Segment Start: Excerpt
A recurrent neural network that produces predictive spatial updating using retinal error and eye velocity efference copy signals

*G. P. KEITH1,2, G. BLOHM2, J. D. CRAWFORD1,2,3
1Psychology, York University, Toronto, ON, CANADA, 2Centre for Vision Research, Centre for Vision Research, Toronto, ON, CANADA, 3Biology and Kinesiology, York University, Toronto, ON, CANADA.

It is currently believed that remembered visual target locations are stored in eye-centered coordinates and updated across eye movements. Neuronal behavior associated with this updating has been observed in brain areas associated with saccade generation, in the form of transient receptive field remapping prior to and during the saccade. The dynamics of this remapping, however, remain a question; for example, whether these receptive fields spread or jump (Wurtz & Sommer 2005). We trained three 3-layer recurrent neural networks with discrete time-steps to examine how representations of target position evolve during saccade-related updating. Target position during fixations was represented in the output layer as a hill of activation in a 2-D topographic array of units. Network inputs were initial target position, dynamic eye position, and the signal(s) used to drive the updating which, for the three networks were 1) the initial 'cortical' representation of the saccade target, 2) the dynamic 'brainstem' velocity signal of the saccade, and 3) both. In the first network, predictive updating was observed in which the hill of activity jumped directly from initial to remapped target position in a single time-step. In the second network, a gradual shift in the output hill of activation from initial to remapped target position over the duration of the saccade was observed, the hill's amplitude being suppressed during this movement. In the third network, the evolution of the output activation combined that of a jumping and a moving hill. The latency of the remapping for different trials in this network, as measured by the onset of activity at the updated target location, showed a temporal spectrum that spanned the time immediately before and during the saccade, similar to what has been observed neurophysiologically in the frontal eye fields (Umeno and Goldberg 1997). Our model thus shows that the manner in which updating is carried out in a particular brain region depends on the signals used to perform the updating. The use of both initial saccade retinal error and velocity signals to drive updating explains the temporal spectrum of predictive remapping observed in the brain.
Segment End: Excerpt
Segment Start: Entries provided
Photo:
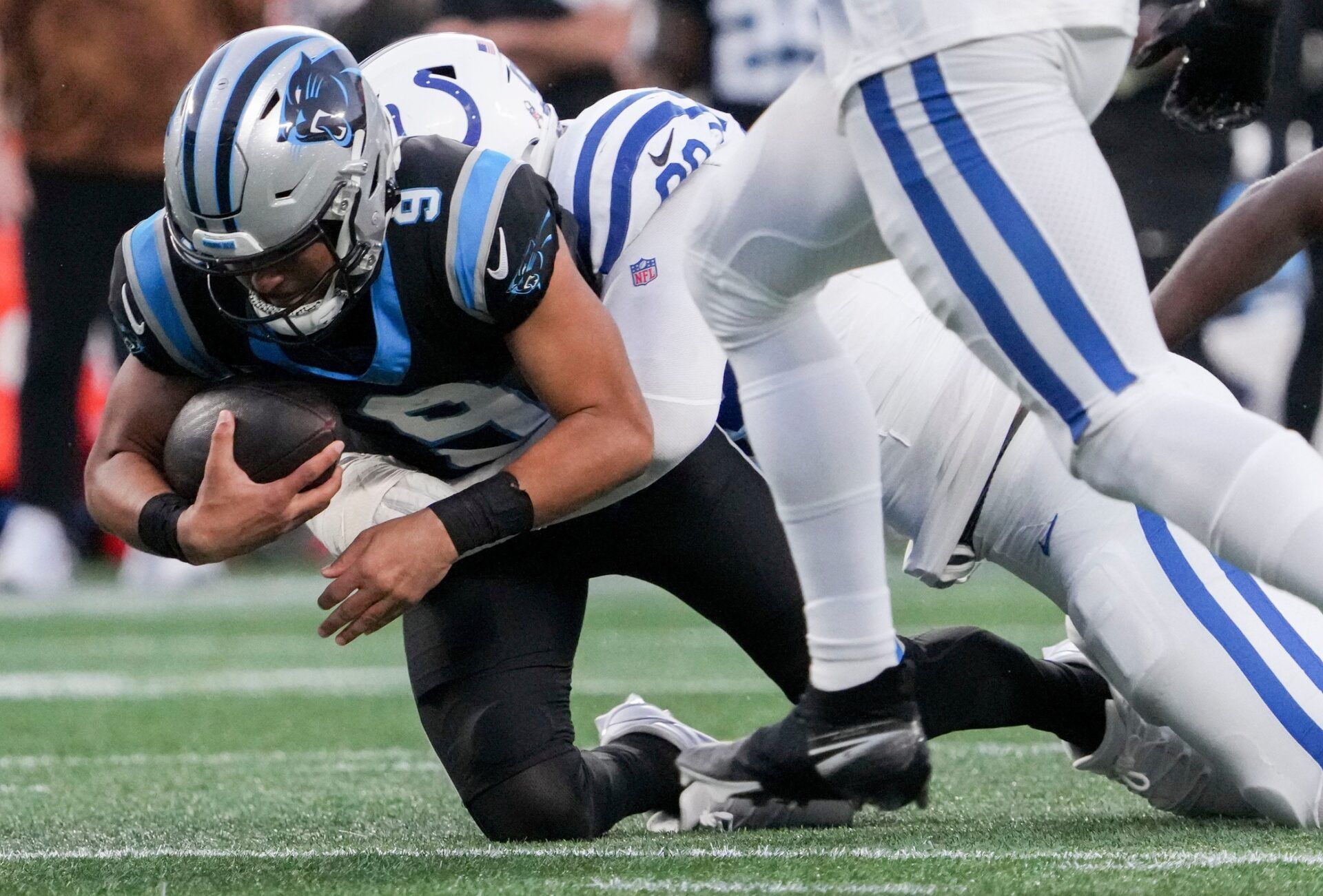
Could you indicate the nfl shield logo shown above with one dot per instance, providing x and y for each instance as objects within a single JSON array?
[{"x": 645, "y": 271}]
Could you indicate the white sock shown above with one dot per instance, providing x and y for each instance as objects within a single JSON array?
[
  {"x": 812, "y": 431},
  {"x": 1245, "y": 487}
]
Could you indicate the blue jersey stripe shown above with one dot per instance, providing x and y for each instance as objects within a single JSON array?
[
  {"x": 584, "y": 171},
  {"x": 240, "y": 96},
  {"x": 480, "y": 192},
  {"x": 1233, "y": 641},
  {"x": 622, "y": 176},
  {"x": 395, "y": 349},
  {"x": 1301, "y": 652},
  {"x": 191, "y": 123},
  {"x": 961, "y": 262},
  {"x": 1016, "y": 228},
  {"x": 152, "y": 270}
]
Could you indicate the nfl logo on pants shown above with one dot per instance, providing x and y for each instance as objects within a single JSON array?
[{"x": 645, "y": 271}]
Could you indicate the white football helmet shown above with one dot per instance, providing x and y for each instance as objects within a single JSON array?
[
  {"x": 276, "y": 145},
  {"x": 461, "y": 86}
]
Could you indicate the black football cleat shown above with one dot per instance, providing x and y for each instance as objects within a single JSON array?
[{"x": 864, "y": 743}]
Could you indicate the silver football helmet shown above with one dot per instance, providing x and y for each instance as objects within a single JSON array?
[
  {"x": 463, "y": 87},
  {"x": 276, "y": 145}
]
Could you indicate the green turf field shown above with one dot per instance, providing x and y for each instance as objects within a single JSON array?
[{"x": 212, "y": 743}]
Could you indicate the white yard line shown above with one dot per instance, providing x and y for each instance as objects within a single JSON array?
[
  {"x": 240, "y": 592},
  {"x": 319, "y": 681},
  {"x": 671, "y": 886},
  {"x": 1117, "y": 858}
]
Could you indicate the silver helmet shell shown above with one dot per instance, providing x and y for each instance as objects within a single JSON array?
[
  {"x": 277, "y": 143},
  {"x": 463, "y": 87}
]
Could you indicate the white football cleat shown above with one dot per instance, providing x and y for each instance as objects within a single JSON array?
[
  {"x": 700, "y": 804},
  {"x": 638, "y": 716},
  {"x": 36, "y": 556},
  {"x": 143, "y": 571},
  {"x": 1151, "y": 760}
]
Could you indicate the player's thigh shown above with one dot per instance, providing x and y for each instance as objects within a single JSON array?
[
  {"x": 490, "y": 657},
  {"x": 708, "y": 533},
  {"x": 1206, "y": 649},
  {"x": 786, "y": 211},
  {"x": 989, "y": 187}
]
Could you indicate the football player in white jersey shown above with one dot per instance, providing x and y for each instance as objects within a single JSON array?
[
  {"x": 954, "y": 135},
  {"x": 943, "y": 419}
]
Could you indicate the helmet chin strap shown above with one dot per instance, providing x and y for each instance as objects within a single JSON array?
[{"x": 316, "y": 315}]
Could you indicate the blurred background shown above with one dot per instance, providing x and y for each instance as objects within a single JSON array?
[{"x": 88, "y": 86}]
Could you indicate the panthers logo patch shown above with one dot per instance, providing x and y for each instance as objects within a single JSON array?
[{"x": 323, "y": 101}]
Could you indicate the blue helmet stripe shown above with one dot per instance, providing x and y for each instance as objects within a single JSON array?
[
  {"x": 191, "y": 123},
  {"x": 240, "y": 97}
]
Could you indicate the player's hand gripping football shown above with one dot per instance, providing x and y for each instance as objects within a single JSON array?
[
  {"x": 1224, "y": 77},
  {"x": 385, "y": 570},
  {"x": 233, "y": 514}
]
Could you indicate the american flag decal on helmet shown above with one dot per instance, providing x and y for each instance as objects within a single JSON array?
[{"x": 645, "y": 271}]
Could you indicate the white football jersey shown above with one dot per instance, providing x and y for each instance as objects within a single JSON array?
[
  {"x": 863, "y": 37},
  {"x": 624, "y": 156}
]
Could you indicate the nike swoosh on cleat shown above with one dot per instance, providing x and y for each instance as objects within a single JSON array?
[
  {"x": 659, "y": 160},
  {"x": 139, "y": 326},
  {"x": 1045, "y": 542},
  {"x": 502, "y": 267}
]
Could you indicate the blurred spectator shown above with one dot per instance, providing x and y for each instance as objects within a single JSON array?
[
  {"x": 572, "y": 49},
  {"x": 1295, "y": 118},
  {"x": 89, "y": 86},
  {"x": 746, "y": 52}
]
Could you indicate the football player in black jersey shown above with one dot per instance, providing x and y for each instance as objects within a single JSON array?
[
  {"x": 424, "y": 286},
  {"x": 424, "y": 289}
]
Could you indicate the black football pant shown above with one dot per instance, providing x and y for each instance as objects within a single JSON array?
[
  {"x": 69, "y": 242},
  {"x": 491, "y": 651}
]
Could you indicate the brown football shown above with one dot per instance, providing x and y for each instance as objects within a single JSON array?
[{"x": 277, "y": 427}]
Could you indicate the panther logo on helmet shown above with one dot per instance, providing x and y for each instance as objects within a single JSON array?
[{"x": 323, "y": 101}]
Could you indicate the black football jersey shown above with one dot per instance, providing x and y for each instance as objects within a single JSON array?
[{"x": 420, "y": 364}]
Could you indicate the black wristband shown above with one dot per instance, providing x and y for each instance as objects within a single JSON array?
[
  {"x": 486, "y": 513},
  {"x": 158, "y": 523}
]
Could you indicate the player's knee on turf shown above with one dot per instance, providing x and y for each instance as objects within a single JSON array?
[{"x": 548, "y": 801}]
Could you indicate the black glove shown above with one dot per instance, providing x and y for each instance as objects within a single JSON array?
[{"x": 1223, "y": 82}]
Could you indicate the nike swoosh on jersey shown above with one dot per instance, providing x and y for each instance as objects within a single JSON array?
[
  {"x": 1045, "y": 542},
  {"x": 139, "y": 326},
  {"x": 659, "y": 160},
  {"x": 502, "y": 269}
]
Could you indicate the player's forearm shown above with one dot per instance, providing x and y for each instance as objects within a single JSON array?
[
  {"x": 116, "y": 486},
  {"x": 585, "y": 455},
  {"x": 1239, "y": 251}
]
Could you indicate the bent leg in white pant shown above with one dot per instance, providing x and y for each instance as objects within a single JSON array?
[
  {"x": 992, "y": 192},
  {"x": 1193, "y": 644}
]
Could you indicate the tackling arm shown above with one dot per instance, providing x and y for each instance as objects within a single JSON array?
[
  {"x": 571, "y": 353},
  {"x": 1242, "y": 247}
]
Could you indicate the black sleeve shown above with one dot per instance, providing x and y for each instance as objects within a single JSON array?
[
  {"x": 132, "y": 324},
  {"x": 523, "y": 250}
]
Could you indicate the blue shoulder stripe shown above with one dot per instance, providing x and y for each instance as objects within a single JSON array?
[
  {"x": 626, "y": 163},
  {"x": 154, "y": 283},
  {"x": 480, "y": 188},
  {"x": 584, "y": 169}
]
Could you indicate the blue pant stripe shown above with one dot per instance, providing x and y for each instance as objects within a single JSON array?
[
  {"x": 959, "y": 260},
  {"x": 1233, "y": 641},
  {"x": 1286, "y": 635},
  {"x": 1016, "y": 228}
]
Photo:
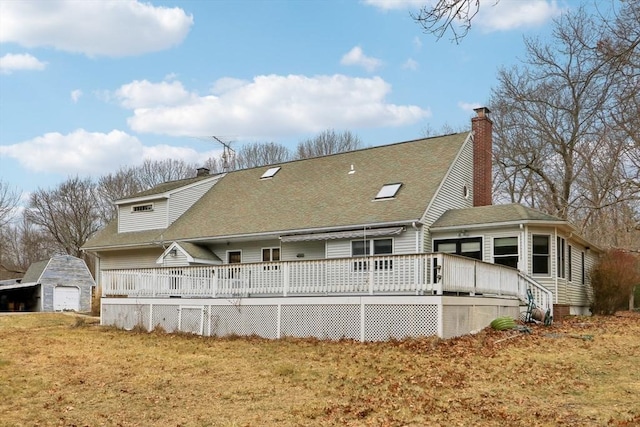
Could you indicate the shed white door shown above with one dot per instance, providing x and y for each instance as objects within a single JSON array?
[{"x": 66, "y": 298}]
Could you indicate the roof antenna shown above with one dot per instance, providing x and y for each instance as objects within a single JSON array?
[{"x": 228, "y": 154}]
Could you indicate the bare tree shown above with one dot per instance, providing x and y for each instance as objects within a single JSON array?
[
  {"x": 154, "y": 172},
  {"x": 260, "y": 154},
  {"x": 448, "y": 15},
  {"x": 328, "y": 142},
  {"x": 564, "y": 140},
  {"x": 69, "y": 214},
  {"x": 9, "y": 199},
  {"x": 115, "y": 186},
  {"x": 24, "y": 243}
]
Segment End: Entries provided
Segment Start: Entries provided
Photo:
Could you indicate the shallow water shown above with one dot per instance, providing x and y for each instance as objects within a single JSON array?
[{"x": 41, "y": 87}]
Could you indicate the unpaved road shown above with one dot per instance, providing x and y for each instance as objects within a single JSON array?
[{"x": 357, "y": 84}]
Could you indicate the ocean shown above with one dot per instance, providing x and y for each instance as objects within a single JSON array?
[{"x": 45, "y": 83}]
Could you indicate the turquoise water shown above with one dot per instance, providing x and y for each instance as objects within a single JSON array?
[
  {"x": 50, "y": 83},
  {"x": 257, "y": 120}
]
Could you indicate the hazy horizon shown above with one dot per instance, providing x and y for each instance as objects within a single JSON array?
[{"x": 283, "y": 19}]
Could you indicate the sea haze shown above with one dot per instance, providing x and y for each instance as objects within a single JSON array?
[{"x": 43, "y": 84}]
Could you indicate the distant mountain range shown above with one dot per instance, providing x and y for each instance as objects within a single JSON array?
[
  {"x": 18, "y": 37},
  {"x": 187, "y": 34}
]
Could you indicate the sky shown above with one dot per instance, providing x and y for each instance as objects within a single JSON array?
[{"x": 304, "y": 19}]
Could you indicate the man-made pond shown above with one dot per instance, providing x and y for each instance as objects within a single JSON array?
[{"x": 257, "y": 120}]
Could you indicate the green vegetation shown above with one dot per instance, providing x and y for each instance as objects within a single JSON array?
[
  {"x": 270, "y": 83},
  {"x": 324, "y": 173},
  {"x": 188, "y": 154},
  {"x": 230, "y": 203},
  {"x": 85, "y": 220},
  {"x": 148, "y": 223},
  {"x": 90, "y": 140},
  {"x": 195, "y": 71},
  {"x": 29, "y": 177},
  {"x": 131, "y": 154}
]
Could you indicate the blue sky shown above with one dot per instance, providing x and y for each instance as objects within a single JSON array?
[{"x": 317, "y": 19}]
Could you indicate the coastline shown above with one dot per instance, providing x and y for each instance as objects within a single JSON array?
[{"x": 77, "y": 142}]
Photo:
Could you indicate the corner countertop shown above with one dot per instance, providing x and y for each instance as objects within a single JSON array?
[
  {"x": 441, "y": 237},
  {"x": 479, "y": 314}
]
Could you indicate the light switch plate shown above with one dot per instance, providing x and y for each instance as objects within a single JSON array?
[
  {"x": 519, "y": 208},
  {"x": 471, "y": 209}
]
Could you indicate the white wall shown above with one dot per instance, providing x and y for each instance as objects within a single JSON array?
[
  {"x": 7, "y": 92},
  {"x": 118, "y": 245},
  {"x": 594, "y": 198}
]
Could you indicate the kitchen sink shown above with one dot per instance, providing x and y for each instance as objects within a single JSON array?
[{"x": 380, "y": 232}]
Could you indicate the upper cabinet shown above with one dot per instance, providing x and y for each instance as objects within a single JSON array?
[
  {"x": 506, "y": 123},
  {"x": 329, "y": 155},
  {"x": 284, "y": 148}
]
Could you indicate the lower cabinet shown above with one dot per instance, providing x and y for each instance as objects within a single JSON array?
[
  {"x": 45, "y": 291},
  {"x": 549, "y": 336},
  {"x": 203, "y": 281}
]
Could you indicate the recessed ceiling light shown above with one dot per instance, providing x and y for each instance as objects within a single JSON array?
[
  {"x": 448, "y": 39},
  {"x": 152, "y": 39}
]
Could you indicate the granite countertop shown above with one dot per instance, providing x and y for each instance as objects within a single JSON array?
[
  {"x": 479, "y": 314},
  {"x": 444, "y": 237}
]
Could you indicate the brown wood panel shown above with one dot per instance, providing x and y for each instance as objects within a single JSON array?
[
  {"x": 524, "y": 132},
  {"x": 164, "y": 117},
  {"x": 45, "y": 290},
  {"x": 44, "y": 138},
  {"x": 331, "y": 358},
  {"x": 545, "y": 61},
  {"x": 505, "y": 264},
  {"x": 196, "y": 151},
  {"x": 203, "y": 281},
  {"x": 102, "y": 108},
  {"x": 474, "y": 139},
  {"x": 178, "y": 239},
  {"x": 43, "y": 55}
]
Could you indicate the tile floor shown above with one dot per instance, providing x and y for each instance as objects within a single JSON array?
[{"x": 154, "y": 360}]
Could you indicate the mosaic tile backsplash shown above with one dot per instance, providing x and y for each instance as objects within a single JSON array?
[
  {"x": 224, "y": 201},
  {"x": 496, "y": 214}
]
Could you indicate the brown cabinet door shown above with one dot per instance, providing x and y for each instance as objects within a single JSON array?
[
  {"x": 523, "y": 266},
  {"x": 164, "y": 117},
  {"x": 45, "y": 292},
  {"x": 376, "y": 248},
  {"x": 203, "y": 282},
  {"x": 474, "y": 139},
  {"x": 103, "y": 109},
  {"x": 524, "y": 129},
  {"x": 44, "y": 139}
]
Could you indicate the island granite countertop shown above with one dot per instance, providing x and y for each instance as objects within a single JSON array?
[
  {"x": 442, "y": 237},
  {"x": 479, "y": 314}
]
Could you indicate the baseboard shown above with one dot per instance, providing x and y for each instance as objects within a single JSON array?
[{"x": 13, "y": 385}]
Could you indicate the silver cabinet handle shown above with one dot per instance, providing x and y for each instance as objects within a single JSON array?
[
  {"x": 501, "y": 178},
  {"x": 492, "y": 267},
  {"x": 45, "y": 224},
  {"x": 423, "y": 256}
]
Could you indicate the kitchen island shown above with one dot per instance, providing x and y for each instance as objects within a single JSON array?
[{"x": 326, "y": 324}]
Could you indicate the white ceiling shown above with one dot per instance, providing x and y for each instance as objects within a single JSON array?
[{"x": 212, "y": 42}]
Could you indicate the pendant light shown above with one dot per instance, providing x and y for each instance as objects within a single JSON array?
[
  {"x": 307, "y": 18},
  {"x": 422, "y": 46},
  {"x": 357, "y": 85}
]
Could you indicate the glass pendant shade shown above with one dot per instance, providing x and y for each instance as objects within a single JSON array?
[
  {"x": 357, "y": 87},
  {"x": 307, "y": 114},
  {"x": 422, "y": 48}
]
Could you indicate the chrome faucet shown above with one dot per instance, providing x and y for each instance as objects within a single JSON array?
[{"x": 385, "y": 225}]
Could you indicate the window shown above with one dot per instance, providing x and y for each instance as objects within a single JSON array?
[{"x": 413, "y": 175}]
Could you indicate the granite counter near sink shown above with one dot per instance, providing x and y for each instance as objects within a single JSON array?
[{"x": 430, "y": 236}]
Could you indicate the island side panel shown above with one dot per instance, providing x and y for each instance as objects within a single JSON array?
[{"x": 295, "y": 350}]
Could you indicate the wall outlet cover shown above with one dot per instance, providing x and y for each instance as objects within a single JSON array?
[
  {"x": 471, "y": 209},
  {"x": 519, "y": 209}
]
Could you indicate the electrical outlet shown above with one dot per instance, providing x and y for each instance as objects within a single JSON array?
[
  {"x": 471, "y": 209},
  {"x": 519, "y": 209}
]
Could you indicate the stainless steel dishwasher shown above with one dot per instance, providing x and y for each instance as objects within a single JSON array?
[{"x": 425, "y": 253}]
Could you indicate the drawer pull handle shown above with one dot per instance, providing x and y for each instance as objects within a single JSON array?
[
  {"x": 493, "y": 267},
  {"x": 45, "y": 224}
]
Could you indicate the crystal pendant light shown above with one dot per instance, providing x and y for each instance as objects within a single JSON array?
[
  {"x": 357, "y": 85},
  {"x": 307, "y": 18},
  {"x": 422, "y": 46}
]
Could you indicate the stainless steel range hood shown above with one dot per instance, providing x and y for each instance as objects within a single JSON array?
Segment End: Entries provided
Segment Start: Entries provided
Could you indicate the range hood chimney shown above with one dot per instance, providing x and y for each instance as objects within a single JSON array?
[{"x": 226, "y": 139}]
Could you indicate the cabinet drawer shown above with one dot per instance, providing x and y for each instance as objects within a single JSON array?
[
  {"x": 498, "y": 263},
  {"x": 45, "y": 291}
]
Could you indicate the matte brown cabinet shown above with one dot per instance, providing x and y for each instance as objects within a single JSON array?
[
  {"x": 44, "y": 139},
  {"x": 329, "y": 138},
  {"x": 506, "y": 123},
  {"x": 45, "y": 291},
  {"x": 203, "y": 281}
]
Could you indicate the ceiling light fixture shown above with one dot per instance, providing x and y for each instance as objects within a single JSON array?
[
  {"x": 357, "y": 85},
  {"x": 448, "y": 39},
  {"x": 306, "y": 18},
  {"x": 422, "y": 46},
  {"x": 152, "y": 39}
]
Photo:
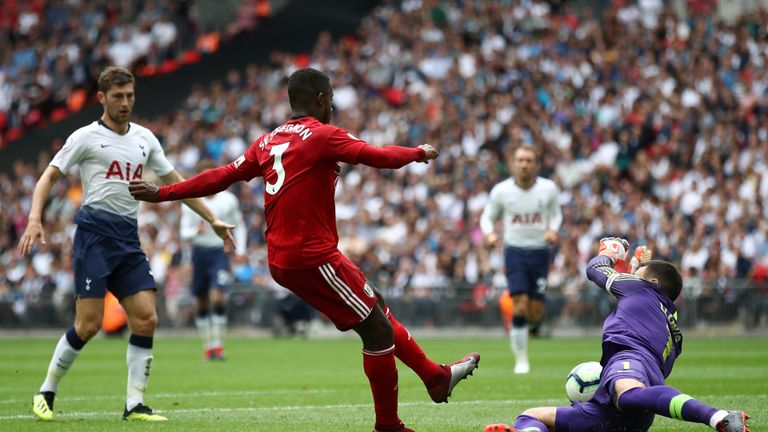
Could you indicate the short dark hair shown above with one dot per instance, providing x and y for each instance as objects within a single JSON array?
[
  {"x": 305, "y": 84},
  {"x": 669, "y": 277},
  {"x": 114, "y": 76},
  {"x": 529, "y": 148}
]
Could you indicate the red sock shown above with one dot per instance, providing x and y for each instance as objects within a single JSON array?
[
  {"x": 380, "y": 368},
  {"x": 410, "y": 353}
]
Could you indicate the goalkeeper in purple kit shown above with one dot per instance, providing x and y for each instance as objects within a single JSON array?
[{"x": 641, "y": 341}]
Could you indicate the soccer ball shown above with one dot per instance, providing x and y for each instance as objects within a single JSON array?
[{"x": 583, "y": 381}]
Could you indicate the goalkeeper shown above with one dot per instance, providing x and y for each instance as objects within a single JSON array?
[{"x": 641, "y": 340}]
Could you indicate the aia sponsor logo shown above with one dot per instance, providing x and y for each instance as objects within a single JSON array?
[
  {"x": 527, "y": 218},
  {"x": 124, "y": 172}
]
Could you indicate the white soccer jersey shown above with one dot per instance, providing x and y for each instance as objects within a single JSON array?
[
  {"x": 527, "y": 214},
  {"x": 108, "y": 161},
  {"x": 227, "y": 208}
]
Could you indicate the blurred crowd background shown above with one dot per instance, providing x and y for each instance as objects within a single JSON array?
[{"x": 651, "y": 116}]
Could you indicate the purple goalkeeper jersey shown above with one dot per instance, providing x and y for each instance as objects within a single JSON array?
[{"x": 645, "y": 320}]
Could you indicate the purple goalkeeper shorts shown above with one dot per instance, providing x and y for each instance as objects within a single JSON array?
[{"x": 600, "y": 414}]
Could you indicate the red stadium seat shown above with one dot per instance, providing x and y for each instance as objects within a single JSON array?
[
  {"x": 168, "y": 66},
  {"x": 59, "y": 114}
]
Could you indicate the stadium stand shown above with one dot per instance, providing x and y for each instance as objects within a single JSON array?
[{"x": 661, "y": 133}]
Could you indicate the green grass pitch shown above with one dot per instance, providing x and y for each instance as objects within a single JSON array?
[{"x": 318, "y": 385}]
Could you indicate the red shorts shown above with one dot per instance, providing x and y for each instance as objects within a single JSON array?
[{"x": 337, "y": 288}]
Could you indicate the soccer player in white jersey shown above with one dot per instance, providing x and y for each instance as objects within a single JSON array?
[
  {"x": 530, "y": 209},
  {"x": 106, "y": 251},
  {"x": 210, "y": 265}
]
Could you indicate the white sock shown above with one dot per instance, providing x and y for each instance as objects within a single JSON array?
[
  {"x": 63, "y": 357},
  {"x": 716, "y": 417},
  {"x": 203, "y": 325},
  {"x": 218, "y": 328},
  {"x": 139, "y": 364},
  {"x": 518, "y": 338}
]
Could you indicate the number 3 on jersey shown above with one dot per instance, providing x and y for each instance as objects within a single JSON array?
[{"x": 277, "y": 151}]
Segment End: Entries provided
Task requirements
Copy the part of the neural network abstract between "A recurrent neural" and "Toronto, ON, CANADA.", inclusive.

Answer for this exercise
A recurrent neural network that produces predictive spatial updating using retinal error and eye velocity efference copy signals

*G. P. KEITH1,2, G. BLOHM2, J. D. CRAWFORD1,2,3
1Psychology, York University, Toronto, ON, CANADA, 2Centre for Vision Research, Centre for Vision Research, Toronto, ON, CANADA, 3Biology and Kinesiology, York University, Toronto, ON, CANADA.